Task
The number needed is how many lines of the data hold the string "range". Give that number and nothing more.

Excerpts from a dataset
>>>

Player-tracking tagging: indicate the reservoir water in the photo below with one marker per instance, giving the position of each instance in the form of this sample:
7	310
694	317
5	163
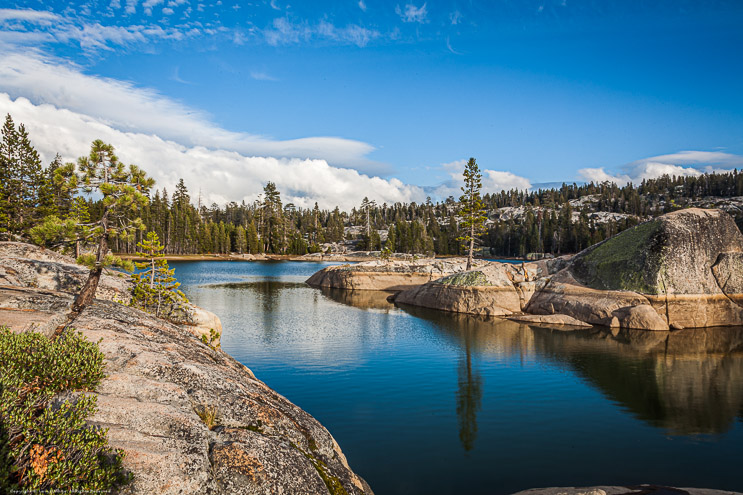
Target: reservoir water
426	402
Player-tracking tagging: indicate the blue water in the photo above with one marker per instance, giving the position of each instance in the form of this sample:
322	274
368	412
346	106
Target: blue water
426	402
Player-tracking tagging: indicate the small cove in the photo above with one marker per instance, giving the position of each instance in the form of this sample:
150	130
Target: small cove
425	402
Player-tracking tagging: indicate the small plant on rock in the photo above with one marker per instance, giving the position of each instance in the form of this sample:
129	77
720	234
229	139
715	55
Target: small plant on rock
45	443
208	414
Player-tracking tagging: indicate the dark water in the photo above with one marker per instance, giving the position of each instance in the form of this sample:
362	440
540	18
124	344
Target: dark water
425	402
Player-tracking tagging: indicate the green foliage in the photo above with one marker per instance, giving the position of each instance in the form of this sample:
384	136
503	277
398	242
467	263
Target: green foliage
472	210
208	414
155	287
21	177
622	262
211	339
45	443
386	253
466	279
110	260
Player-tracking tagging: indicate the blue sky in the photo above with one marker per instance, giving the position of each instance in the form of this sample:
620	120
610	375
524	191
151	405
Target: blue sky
385	99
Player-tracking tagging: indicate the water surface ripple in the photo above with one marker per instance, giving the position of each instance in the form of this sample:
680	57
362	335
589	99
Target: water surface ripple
425	402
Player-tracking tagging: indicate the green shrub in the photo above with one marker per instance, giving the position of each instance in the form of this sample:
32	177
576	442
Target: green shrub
45	443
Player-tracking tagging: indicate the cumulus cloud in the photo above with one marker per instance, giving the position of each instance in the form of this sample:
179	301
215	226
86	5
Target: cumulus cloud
221	175
411	13
128	108
683	163
493	181
33	16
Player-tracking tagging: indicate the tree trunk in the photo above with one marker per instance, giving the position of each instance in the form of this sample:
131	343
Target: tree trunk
472	248
87	293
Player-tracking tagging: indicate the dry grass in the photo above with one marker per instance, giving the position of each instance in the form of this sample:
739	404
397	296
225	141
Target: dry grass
208	414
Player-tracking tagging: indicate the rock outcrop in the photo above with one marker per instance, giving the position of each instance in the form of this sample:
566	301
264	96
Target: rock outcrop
679	270
25	265
392	275
683	269
496	289
160	378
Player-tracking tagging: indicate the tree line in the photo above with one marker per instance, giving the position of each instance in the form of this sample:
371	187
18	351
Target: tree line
547	222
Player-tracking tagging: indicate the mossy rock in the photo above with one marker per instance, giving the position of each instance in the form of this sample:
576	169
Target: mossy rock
630	261
466	279
673	253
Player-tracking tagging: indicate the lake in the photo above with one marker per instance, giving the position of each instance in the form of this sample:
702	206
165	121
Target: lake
427	402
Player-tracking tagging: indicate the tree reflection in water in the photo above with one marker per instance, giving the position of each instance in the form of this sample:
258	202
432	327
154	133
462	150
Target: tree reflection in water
469	395
686	382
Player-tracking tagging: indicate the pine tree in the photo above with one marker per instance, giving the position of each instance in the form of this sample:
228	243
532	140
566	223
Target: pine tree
124	194
472	210
155	287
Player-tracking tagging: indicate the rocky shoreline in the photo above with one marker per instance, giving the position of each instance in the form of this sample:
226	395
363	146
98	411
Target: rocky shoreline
681	270
160	376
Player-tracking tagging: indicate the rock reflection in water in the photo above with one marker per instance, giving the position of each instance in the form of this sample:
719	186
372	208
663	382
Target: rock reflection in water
686	382
363	299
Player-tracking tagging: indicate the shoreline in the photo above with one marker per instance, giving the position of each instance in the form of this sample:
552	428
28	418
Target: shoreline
285	257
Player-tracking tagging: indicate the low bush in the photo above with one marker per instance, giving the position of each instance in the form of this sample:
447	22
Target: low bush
45	442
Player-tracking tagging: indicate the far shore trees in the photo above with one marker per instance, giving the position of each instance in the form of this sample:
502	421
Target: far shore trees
472	211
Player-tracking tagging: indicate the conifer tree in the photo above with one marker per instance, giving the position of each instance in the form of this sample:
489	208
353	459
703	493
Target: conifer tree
472	209
124	192
155	287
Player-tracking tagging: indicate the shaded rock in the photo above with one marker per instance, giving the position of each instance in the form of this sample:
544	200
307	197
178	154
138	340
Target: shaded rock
672	254
666	264
387	275
642	316
488	290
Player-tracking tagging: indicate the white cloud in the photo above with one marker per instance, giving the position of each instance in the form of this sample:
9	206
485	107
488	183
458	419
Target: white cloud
131	6
46	27
412	13
221	175
126	107
683	163
493	181
33	16
598	175
148	4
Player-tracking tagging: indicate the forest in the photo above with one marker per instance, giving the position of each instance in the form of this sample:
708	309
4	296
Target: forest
519	222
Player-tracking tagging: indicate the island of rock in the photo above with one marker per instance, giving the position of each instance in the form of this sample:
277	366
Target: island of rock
159	377
683	269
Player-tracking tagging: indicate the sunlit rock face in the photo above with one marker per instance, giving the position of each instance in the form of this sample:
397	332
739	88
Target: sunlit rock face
391	275
680	270
24	265
159	377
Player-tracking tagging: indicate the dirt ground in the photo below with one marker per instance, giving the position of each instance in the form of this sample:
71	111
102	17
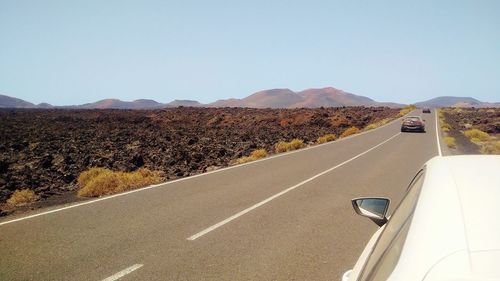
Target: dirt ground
46	150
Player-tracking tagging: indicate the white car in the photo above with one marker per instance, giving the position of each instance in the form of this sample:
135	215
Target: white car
447	227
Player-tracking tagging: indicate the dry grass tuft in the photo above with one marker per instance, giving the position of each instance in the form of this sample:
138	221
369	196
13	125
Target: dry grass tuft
284	146
407	109
256	154
349	131
377	124
326	138
477	136
491	148
445	127
90	174
450	142
98	181
21	197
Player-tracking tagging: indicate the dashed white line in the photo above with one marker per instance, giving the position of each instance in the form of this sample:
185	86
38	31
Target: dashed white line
124	272
235	216
437	133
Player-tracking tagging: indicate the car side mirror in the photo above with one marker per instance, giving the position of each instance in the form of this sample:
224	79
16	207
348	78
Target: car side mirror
372	208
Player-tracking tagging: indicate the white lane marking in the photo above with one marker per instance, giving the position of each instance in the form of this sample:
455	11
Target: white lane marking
235	216
437	133
122	273
190	177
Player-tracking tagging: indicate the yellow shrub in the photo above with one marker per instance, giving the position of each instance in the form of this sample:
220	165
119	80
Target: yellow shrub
407	109
476	135
377	124
21	197
450	142
256	154
91	173
445	127
281	146
491	148
107	182
296	144
284	146
349	131
326	138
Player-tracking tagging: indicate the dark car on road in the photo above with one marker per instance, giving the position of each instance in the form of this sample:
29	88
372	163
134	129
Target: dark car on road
413	124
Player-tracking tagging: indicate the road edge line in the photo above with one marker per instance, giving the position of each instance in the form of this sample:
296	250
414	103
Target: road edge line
91	201
124	272
241	213
437	133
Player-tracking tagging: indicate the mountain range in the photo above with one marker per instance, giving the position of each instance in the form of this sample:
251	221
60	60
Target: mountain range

<<<

Answer box
2